**GIVEN EXERCISE**
Copy the stretch of the data below from the line containing "Q: Point to the plastic bin" through the line containing "x=605, y=69". Shift every coordinate on the lines that hold only coordinates by adding -58, and leave all other lines as they are.

* * * * *

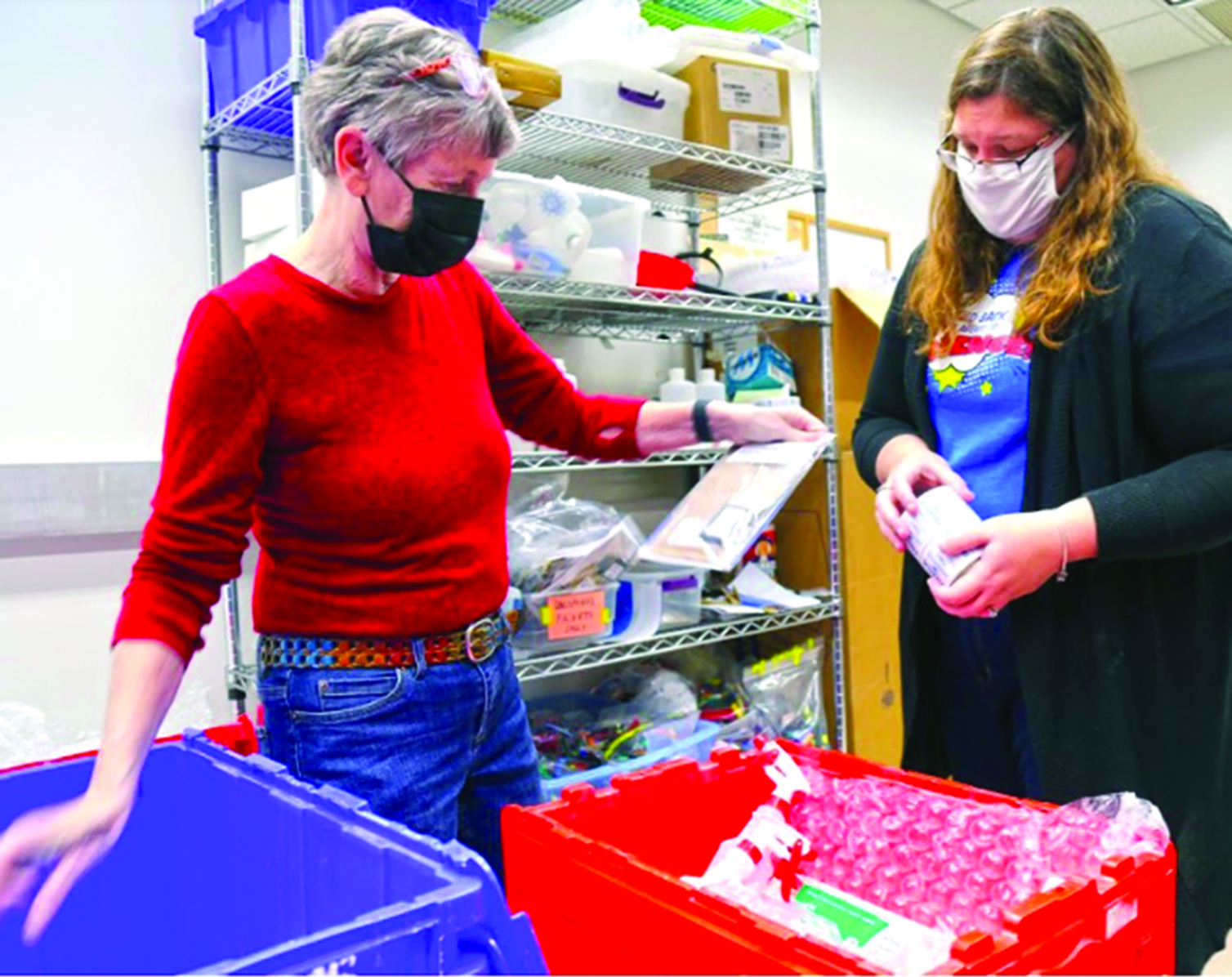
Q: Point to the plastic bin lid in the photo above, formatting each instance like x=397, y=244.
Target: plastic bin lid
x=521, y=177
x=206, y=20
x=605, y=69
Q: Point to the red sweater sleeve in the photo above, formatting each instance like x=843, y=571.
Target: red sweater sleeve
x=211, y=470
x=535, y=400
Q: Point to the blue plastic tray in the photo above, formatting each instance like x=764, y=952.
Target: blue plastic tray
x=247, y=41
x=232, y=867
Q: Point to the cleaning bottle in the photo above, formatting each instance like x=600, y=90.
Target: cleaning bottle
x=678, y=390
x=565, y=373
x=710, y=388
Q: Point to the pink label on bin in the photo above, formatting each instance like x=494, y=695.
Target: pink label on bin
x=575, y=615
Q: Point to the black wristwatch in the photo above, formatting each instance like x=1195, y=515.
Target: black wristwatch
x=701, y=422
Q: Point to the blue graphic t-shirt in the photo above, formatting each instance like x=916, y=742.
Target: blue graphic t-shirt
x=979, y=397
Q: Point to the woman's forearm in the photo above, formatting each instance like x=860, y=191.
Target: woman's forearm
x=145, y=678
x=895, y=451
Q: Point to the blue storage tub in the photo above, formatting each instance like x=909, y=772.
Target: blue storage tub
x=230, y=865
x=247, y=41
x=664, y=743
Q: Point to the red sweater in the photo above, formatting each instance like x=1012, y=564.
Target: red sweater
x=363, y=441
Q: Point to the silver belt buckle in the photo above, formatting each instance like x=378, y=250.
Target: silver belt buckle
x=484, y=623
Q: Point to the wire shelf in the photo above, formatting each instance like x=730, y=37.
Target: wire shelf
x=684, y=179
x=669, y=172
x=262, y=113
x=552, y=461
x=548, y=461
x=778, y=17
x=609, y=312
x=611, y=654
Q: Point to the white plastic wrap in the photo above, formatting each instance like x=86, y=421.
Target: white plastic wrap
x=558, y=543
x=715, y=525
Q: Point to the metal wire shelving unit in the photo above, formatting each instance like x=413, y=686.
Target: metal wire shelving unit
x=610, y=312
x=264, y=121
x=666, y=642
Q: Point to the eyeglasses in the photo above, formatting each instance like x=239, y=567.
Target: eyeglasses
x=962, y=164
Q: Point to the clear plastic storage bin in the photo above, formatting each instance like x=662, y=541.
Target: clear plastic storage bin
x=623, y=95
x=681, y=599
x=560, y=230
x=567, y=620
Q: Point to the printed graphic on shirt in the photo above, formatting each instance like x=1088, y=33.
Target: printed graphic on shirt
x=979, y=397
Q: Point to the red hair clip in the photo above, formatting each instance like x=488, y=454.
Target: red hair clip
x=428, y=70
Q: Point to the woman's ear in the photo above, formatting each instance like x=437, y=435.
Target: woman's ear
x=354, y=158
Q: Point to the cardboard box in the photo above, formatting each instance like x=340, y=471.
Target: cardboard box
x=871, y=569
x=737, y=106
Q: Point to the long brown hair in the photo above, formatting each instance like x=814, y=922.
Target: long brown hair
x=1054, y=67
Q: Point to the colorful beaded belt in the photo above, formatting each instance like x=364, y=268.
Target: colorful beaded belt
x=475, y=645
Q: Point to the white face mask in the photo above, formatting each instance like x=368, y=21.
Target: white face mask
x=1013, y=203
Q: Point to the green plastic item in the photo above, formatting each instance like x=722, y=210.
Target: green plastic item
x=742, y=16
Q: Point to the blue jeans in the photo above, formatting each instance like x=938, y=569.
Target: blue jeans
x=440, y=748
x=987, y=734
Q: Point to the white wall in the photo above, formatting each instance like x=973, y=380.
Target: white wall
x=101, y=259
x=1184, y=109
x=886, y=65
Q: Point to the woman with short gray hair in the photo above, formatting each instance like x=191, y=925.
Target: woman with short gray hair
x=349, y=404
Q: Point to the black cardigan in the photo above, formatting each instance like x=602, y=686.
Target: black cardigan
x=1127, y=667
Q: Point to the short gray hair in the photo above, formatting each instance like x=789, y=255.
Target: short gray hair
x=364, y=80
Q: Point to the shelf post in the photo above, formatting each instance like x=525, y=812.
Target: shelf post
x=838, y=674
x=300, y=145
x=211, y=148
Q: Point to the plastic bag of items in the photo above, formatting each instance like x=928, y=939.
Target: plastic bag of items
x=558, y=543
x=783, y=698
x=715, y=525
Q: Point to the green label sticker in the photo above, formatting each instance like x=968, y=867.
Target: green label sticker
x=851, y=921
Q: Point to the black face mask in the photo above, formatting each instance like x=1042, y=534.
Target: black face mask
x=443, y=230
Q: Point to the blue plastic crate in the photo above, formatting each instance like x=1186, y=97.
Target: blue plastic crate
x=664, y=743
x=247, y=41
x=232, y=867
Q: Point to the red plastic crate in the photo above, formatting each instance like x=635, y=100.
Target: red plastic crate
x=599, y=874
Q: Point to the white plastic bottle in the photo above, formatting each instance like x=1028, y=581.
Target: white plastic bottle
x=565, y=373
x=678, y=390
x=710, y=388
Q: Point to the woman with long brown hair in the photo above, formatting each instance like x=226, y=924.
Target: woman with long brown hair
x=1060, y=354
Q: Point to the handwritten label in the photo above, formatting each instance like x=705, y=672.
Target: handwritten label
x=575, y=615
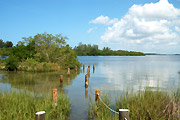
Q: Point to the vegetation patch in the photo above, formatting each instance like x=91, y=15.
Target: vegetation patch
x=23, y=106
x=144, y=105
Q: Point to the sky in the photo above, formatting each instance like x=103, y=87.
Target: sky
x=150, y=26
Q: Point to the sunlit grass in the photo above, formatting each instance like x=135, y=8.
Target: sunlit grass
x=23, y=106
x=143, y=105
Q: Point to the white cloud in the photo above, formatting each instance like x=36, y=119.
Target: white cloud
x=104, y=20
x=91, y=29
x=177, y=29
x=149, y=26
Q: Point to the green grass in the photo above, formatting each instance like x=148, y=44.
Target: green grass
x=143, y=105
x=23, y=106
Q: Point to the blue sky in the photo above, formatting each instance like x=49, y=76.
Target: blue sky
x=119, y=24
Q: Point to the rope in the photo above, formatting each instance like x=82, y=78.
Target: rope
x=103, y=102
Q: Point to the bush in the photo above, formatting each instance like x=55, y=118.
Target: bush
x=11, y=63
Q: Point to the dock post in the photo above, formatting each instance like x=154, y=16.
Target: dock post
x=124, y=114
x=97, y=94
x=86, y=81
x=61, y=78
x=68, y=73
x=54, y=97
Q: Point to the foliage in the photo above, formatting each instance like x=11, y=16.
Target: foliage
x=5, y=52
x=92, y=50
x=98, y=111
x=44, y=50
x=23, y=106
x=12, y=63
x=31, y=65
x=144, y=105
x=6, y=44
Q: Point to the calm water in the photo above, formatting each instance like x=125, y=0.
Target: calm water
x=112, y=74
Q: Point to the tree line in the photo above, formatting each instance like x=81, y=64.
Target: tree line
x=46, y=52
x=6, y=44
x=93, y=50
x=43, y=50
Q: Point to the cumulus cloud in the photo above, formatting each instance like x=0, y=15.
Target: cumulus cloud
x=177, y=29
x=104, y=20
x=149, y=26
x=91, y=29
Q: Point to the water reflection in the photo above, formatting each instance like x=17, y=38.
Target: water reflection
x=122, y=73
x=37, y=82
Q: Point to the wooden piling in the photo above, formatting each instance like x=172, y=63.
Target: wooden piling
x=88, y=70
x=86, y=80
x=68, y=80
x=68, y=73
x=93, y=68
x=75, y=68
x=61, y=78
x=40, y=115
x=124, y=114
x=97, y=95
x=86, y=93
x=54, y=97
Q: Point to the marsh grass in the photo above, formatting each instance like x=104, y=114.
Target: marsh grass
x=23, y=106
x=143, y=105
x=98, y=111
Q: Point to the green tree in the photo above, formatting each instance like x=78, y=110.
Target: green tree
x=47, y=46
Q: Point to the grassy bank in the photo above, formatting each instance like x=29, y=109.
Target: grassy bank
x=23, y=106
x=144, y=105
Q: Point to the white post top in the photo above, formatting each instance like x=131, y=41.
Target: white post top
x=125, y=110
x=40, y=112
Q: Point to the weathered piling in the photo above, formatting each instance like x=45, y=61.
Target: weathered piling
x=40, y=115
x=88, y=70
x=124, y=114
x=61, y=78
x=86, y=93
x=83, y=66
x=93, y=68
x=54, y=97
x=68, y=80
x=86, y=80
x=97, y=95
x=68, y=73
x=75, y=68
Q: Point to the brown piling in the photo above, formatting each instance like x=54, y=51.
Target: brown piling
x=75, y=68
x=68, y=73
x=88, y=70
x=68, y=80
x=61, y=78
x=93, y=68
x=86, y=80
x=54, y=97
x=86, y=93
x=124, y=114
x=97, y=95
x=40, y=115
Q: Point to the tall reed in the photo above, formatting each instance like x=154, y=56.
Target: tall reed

* * * * *

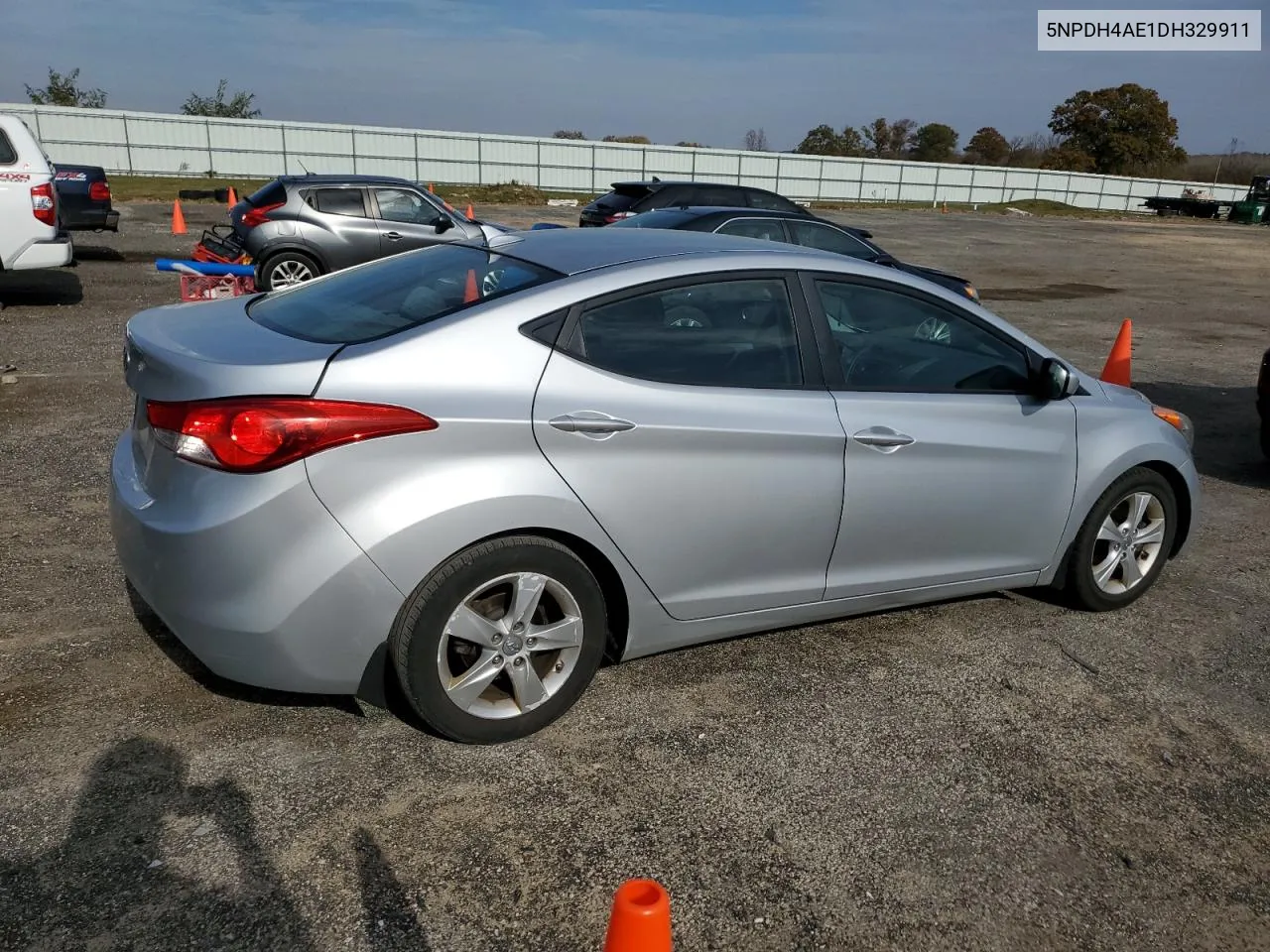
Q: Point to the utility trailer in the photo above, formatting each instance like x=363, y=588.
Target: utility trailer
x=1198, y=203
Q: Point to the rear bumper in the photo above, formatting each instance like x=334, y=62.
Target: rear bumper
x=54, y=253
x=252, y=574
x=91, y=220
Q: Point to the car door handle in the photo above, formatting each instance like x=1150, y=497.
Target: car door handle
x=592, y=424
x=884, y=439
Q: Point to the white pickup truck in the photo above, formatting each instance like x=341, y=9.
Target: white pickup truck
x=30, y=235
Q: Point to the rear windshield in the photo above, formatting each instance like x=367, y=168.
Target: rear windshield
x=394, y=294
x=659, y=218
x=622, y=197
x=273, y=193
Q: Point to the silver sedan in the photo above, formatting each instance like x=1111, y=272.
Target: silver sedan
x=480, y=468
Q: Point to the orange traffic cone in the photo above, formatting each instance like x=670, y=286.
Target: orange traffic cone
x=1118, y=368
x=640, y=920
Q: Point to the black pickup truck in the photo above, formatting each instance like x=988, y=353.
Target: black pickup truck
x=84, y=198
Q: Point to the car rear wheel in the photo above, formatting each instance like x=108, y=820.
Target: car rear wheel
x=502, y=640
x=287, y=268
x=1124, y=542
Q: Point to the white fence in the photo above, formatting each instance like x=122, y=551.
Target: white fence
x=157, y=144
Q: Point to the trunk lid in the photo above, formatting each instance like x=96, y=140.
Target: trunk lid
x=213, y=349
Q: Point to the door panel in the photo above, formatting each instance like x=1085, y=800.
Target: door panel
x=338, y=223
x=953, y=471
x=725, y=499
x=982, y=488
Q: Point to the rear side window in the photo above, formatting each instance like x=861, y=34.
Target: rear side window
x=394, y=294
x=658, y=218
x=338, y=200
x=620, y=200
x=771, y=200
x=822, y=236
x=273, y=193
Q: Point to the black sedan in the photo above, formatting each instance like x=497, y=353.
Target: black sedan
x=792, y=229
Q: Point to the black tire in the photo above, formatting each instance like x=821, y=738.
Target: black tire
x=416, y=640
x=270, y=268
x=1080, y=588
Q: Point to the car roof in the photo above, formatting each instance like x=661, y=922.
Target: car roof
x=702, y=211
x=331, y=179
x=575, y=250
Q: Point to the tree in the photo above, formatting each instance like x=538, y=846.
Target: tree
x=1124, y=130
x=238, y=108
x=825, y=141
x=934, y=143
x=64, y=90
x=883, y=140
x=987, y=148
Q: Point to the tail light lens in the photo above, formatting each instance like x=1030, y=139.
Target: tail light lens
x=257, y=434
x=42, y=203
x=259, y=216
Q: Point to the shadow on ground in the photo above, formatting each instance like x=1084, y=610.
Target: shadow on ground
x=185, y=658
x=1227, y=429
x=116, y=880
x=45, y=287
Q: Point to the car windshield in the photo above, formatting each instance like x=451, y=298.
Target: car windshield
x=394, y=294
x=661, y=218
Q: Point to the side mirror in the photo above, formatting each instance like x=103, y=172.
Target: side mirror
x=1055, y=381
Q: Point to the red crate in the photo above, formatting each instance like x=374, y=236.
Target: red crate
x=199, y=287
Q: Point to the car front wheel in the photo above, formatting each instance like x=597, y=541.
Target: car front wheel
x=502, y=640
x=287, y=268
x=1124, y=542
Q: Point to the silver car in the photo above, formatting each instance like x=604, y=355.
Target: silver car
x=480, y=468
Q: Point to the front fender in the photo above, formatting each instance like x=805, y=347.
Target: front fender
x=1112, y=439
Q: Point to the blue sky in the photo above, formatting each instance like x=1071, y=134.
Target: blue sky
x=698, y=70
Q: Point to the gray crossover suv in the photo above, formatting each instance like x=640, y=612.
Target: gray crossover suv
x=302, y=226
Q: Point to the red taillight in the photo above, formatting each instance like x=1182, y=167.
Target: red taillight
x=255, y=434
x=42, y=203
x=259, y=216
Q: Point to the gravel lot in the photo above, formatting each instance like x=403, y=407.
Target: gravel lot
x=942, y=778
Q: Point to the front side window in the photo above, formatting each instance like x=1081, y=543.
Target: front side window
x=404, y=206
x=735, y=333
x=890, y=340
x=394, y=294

* * * * *

**TASK SOLUTION**
Q: Point to the plastic bin lid in the photo above, formatting each instance like x=397, y=244.
Target: plastic bin lid
x=463, y=119
x=148, y=-38
x=547, y=11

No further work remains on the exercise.